--- Task goal ---
Repeat exactly the lines of the entries below from the one with "of the stream" through the one with "of the tree", both ends included, and nothing else.

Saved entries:
==========
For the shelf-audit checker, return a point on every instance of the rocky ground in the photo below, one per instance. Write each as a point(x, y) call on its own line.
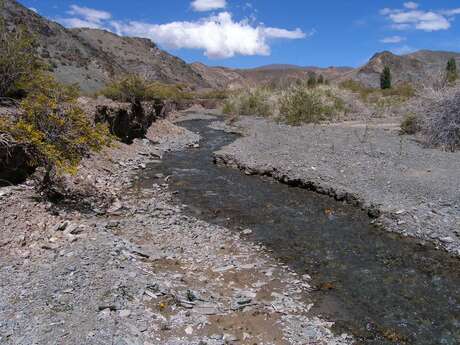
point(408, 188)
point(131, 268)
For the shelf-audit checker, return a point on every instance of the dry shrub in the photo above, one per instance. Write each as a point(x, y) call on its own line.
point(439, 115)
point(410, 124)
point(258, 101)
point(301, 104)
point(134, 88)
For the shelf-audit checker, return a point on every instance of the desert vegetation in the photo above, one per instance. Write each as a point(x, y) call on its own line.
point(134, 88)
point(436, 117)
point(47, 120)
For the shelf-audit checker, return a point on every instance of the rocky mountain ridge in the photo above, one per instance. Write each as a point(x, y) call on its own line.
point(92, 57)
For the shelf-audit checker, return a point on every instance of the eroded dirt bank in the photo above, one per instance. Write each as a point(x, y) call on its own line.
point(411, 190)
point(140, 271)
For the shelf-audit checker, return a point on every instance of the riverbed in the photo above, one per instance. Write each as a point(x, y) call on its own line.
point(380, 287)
==========
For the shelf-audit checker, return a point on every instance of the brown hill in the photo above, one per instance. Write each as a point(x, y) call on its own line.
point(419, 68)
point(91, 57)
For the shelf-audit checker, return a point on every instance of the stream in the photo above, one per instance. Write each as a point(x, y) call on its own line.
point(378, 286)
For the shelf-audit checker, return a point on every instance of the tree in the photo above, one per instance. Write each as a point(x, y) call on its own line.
==========
--- Answer for the task ---
For the shelf-audit checker, return a point on every instance of the stream in the photo above, one per instance. Write each as a point(x, y) call on its own line.
point(378, 286)
For the shelf-audit checker, return a point on every instance of the tree in the photo above, one per instance. Write each as a point(x, y) call on its own line.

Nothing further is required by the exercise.